● **YOUR TASK**
The stretch wanted below opens at the line containing "Query: man's wrist" and closes at the line containing "column 297, row 392". Please return it exactly, with no other lines.

(Natural language region descriptions)
·····

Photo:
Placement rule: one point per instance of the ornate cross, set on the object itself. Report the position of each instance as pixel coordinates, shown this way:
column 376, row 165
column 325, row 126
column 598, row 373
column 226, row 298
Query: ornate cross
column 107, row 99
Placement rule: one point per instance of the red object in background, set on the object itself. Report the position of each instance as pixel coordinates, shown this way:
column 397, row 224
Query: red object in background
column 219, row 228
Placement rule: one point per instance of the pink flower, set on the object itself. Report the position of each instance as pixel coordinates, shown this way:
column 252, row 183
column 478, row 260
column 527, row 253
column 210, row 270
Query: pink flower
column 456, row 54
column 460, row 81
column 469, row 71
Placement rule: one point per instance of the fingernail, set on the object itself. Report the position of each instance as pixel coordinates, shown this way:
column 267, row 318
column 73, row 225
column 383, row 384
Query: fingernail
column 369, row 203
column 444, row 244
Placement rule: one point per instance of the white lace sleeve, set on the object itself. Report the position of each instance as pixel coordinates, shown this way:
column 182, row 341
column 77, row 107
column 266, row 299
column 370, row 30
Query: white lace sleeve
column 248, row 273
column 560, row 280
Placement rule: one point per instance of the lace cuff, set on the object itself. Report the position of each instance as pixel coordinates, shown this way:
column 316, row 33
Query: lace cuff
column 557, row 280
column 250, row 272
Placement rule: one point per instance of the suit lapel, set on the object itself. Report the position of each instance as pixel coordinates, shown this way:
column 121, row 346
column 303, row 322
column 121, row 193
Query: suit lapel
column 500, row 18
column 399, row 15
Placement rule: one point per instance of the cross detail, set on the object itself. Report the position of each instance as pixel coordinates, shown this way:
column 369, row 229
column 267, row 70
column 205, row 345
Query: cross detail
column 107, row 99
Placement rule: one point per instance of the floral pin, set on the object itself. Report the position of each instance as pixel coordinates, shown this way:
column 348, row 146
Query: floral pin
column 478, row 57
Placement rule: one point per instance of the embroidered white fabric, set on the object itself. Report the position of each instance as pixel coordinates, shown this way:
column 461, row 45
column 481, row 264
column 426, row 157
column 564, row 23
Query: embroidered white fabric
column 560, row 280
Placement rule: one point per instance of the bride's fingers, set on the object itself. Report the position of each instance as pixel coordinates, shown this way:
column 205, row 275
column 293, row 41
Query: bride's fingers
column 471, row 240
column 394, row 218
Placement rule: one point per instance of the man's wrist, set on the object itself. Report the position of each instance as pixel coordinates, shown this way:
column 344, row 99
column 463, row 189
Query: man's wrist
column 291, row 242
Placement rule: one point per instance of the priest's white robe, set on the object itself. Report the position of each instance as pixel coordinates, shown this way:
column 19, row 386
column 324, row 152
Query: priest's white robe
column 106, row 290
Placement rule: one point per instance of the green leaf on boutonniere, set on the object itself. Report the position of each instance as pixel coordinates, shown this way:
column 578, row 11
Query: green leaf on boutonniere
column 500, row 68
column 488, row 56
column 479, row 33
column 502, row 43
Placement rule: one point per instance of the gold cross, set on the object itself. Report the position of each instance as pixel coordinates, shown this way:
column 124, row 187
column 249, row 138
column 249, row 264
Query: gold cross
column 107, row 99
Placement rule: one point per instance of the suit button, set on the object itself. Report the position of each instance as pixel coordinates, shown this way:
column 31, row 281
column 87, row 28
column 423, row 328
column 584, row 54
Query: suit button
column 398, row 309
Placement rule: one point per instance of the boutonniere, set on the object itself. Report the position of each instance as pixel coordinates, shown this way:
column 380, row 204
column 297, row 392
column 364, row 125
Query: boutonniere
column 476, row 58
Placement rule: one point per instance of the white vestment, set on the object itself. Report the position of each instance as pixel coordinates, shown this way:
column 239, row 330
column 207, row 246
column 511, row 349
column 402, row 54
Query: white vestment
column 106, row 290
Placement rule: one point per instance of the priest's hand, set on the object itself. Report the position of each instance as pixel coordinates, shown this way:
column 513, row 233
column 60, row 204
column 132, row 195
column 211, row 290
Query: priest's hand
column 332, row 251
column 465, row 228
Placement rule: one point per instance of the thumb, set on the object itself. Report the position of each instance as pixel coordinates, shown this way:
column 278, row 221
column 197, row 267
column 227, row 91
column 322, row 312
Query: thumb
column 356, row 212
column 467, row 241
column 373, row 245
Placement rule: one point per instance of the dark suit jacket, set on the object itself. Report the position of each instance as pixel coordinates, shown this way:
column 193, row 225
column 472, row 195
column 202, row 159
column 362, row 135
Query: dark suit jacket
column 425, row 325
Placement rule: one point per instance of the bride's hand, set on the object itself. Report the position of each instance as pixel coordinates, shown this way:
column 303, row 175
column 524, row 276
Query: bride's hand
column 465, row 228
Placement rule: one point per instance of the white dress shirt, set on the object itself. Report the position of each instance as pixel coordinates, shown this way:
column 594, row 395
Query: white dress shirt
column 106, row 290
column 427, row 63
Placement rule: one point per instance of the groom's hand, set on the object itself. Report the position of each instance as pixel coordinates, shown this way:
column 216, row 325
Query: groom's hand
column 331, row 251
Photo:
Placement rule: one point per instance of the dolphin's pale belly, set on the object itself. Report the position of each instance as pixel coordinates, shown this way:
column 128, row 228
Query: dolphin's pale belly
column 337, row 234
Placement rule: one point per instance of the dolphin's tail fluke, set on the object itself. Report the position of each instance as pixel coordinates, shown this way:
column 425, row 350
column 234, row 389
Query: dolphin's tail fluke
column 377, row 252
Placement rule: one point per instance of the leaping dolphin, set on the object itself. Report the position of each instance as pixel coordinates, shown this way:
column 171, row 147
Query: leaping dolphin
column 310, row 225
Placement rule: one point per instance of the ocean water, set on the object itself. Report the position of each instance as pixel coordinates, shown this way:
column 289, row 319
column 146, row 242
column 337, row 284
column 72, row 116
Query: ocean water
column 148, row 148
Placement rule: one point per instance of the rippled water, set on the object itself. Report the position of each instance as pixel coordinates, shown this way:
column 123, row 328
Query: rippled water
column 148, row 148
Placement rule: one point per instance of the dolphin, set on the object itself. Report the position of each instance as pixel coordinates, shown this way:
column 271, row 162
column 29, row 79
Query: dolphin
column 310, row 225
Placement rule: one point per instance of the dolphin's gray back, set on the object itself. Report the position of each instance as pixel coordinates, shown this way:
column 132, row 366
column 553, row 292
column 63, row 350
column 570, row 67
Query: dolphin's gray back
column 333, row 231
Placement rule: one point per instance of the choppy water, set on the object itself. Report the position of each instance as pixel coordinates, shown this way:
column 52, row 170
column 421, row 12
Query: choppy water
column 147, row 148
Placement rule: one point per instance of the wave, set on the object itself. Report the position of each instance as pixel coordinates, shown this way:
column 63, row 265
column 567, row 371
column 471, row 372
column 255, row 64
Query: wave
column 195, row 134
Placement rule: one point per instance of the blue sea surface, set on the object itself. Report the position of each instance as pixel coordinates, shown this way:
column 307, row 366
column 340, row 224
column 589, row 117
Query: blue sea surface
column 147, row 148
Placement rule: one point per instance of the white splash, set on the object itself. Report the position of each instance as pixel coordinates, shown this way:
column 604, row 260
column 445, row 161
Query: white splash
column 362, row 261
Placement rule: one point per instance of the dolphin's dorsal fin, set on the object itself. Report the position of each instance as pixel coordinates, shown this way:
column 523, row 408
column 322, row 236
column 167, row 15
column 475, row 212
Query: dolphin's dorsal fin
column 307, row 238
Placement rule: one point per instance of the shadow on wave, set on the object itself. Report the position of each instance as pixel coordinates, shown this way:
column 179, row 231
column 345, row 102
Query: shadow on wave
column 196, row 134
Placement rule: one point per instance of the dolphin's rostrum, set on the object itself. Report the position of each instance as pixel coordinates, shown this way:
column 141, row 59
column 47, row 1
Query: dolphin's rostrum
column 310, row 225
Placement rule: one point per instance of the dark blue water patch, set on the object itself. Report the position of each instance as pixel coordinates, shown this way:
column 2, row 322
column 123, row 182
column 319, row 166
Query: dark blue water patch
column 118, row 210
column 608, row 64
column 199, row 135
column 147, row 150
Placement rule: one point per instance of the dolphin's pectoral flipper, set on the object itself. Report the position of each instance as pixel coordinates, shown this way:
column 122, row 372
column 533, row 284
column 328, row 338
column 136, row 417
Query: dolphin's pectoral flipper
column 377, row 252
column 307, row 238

·····

● **FINISHED EXERCISE**
Query: man's wrist
column 291, row 242
Placement rule: one point per instance of the priest's white robe, set on the object itself. Report the position of each instance as pixel coordinates, shown this way:
column 19, row 386
column 324, row 152
Query: priest's white robe
column 106, row 290
Placement rule: one point per instance of the green leaf on boutonniere, set on the object itself. Report the position of each instance as pixel coordinates, shown this way:
column 578, row 11
Query: green leaf on boutonniere
column 500, row 68
column 488, row 56
column 479, row 33
column 502, row 43
Placement rule: one point per instance of the gold cross, set on the object itself. Report the position of each instance as pixel coordinates, shown this way:
column 124, row 187
column 249, row 138
column 249, row 264
Query: gold cross
column 107, row 99
Placement rule: one point per instance of the suit button, set on the object itself. Report the position of each instance as pixel coordinates, shown this way:
column 31, row 281
column 87, row 28
column 423, row 328
column 584, row 54
Query: suit button
column 398, row 309
Placement rule: one point per instance of the boutonniere, set on the object itself. Report the position of each instance as pixel coordinates, shown this way:
column 380, row 204
column 297, row 392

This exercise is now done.